··· Data to process

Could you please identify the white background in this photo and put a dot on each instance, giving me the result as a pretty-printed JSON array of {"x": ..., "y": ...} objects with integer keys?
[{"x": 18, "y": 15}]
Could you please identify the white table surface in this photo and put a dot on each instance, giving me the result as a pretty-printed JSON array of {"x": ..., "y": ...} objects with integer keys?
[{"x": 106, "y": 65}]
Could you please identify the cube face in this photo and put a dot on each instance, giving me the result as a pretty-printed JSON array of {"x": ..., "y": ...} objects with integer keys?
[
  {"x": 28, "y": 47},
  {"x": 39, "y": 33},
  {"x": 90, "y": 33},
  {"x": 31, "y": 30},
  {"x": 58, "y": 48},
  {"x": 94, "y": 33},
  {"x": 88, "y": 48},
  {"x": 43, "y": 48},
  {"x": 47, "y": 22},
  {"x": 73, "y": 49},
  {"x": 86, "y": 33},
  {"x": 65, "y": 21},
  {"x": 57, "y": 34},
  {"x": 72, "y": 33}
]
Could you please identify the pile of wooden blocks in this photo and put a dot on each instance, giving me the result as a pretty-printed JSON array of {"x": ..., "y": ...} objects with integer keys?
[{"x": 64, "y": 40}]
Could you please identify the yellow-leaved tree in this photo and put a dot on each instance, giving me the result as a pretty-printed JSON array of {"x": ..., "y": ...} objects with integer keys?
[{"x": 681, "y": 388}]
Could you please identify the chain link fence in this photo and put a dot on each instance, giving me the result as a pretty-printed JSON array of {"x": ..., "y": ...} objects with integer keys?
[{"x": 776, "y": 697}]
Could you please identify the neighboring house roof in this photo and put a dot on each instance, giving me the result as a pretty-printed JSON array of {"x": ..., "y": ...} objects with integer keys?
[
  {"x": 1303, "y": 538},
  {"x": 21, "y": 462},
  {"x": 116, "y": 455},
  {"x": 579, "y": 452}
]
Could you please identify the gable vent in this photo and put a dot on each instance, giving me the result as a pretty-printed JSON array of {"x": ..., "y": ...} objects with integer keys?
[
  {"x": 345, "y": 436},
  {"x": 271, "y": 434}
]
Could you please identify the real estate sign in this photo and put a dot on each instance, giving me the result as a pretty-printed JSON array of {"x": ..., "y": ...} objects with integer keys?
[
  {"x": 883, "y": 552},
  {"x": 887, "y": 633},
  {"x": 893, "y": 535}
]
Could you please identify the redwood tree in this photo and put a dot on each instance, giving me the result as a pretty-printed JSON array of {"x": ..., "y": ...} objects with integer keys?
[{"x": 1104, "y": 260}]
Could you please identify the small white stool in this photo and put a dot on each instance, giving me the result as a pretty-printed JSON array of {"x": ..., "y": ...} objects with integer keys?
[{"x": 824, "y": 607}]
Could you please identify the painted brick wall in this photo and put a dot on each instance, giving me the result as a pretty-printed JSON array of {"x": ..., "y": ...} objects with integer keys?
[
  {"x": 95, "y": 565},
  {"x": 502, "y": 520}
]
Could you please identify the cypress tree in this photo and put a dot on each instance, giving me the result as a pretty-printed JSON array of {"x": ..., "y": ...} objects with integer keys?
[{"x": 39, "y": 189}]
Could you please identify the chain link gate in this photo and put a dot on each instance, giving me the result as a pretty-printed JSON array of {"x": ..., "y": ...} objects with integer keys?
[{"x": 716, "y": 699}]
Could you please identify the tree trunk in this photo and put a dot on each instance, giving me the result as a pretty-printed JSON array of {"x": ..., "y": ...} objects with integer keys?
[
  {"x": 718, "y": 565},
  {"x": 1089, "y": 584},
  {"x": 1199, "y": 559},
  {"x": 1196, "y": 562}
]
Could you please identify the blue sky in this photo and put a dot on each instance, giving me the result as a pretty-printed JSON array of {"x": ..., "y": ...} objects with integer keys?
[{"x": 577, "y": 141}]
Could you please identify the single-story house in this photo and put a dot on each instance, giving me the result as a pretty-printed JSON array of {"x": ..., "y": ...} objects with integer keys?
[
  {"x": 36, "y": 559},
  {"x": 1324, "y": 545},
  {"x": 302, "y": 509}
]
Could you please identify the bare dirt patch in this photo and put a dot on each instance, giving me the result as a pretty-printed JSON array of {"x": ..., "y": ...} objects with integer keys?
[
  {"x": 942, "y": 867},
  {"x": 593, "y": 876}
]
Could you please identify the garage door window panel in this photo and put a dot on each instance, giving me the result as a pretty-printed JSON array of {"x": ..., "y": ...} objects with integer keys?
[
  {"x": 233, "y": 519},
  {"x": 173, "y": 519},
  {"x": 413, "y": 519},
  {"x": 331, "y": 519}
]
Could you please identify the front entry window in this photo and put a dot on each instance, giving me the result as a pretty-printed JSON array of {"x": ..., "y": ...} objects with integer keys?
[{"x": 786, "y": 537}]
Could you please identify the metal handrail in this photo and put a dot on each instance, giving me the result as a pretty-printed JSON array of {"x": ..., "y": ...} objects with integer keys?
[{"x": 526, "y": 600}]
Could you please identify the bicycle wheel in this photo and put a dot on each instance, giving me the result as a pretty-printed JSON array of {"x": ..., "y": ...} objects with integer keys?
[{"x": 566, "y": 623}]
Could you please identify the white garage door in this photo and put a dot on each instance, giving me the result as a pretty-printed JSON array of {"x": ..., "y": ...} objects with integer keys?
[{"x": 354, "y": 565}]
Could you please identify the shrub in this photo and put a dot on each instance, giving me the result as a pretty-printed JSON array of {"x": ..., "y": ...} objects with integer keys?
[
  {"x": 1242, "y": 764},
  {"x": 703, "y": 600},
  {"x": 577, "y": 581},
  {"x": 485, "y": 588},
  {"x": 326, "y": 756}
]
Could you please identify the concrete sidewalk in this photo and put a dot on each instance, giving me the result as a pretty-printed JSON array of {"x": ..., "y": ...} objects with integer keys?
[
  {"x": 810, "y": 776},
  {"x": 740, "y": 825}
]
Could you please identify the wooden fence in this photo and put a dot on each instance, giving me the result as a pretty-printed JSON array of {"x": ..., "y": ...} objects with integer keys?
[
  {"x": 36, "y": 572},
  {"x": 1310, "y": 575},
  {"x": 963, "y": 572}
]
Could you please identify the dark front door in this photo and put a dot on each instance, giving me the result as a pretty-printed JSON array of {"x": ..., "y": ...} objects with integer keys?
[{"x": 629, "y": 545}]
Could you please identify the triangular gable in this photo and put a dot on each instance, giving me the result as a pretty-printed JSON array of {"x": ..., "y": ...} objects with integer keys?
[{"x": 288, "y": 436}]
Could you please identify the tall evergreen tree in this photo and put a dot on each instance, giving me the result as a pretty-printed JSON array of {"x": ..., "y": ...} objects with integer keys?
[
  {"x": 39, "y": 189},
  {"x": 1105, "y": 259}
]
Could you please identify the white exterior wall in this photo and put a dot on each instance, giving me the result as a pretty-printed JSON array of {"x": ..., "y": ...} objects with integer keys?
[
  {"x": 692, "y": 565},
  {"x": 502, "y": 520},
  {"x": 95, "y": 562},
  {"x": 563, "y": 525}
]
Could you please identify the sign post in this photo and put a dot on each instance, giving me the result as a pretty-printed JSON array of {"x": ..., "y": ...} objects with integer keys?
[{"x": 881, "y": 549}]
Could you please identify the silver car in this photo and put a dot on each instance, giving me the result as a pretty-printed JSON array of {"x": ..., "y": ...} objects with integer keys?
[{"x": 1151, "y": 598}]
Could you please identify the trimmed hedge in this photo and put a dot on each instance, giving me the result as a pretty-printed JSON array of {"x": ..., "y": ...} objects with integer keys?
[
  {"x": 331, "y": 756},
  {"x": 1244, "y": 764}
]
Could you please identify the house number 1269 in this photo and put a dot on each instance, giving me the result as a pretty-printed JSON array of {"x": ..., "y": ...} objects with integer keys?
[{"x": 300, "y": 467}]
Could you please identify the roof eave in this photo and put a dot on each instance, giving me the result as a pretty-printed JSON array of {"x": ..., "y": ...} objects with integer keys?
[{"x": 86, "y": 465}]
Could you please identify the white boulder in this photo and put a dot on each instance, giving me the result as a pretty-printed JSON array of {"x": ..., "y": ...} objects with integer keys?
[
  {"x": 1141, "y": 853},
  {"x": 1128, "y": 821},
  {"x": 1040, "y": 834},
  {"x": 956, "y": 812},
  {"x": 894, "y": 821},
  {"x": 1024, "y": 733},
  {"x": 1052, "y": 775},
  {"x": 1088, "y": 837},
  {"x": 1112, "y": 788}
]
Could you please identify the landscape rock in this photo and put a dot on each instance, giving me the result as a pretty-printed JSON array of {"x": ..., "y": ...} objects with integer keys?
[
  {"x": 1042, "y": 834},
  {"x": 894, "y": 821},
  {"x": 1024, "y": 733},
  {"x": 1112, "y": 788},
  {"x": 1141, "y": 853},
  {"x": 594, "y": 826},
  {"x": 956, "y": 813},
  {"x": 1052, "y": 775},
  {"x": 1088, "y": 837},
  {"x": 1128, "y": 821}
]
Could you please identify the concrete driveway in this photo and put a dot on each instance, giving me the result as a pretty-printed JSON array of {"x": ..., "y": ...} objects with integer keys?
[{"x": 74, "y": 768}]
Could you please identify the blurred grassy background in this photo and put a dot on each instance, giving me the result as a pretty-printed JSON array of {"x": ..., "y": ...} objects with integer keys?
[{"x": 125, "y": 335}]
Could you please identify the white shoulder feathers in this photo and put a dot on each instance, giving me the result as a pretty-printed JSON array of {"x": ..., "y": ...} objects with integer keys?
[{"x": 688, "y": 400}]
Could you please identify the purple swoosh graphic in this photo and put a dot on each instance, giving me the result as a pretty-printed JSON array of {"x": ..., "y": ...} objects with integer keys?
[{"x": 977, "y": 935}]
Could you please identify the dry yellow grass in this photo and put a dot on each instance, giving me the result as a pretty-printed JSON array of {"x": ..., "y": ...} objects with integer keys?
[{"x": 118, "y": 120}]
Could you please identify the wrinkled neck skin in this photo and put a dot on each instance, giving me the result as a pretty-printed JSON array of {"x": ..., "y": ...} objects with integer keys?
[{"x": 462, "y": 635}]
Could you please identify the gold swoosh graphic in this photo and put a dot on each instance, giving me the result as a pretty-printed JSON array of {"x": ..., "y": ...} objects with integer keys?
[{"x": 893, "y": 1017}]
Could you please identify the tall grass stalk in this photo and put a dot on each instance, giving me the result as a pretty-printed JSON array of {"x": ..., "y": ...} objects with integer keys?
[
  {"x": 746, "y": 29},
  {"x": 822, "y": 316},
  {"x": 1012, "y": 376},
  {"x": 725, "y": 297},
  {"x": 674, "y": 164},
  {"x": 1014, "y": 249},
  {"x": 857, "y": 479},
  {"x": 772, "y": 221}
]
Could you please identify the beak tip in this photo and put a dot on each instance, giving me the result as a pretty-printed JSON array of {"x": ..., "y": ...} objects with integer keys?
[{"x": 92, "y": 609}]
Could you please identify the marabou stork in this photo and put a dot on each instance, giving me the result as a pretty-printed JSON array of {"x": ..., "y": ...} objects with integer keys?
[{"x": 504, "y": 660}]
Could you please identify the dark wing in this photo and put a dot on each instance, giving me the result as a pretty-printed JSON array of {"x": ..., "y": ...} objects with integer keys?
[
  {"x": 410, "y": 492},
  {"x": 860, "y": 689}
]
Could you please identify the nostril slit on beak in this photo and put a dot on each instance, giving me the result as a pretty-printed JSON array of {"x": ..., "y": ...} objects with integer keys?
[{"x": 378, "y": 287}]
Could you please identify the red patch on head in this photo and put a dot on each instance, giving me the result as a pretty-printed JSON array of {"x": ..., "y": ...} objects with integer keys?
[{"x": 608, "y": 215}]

······

» **What is being asked**
The required output is the span of lines from the one containing "Could you please identify the marabou" to the last line, reproduced character for character.

» **Finished answer**
Could you please identify the marabou stork in this photo and put a dot on each instance, giving me the result as a pretty-printed JSON array of {"x": ..., "y": ...} objects with integer keys?
[{"x": 504, "y": 660}]
Could you please identify the dark wing in this photo and put a dot on each instance, giving me the result as a pretty-printed JSON array of {"x": ..., "y": ...} objects with integer keys?
[
  {"x": 410, "y": 492},
  {"x": 860, "y": 689}
]
Could you please identify the nostril slit on beak in this photo and put a dot on each instance, giving me the result as a pretty-printed JSON array of {"x": ..., "y": ...} objects with integer keys?
[{"x": 378, "y": 287}]
Could you please identify the red patch on head in this photo and put a dot on each instance, giving me the result as a pretty-printed JSON array of {"x": ..., "y": ...} objects with integer keys?
[{"x": 608, "y": 215}]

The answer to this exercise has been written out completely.